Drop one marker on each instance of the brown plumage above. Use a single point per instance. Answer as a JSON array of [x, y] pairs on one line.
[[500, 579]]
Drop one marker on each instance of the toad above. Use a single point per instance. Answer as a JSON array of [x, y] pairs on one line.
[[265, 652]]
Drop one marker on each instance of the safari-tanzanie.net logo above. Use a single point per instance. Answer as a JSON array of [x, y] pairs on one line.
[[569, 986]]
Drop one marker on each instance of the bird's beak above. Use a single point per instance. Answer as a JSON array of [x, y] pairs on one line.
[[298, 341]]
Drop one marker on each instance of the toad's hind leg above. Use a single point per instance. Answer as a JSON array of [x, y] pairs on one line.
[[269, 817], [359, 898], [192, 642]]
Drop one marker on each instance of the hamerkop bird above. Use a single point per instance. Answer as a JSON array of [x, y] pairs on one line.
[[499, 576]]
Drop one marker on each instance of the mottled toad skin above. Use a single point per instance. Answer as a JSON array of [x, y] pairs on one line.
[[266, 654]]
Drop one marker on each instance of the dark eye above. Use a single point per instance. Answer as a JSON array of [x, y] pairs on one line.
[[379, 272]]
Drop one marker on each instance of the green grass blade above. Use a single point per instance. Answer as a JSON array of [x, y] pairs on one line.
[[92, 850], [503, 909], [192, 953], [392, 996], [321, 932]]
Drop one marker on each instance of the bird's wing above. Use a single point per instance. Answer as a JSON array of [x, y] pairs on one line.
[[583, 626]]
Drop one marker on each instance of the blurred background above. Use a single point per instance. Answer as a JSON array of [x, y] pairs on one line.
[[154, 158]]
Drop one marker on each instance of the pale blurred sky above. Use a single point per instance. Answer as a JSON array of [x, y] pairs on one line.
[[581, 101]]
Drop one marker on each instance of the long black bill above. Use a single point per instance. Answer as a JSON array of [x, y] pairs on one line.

——————

## Task details
Could you reproduce every line of the listing above verbatim, from start to finish, in the same order?

## Task solution
Drop one marker on each instance of the brown plumage above. Use a single point per instance. Answer as a JSON array of [x, y] pairs on one line.
[[500, 579]]
Drop one marker on each instance of the toad above. Use a single point per instance. Answer as a JSON array of [x, y] pairs on one line.
[[265, 652]]
Drop one marker on each instance of the safari-tanzanie.net logo above. Use a single point per instance. Answer as a JSON array of [x, y] pairs on one line.
[[569, 986]]
Drop one marker on each instance of the bird's beak above. Use a single point per instance. Answer as a JSON array of [x, y] pairs on one line.
[[298, 341]]
Drop one marker on each instance of the toad's hind leg above. Use a single point per instance. Answer as a JSON array of [x, y] pairs on one line.
[[269, 817], [359, 898], [192, 642]]
Drop one marker on each instance of the hamerkop bird above. Use a single point per instance. Answer as a JSON array of [x, y] pairs on one line.
[[499, 576]]
Drop one marker on each instance of the mottled toad skin above. Use a single point per instance. Answer as a JSON array of [x, y] pairs on one line.
[[266, 654]]
Drop one marker on each instance of the dark eye above. Use a single point per instance. Answer as a JSON array of [x, y] pairs on one line.
[[379, 272]]
Drop one marker on each instance of the green grass blade above. Use a single point per instance. Answer as a JSON array of [x, y] pairs on one line.
[[92, 850], [503, 909], [192, 953], [392, 996], [321, 932]]
Drop one marker on each instance of the bird's wing above. Use a single point per instance. Answer as a JSON array of [x, y] pairs on one line.
[[583, 626]]
Drop one marker on each instance of the blurred background above. Use a single point per instance. Answer as a JSON array of [x, y] pairs on one line.
[[154, 158]]
Drop one marker on each instance of the pale blurred sky above. Use a single point per instance. Answer as a JSON array of [x, y] pairs on one line.
[[581, 101]]
Drop one marker on each instance of the long black bill above. Use a single point per instance. Answer as a JSON array of [x, y] pairs on one line.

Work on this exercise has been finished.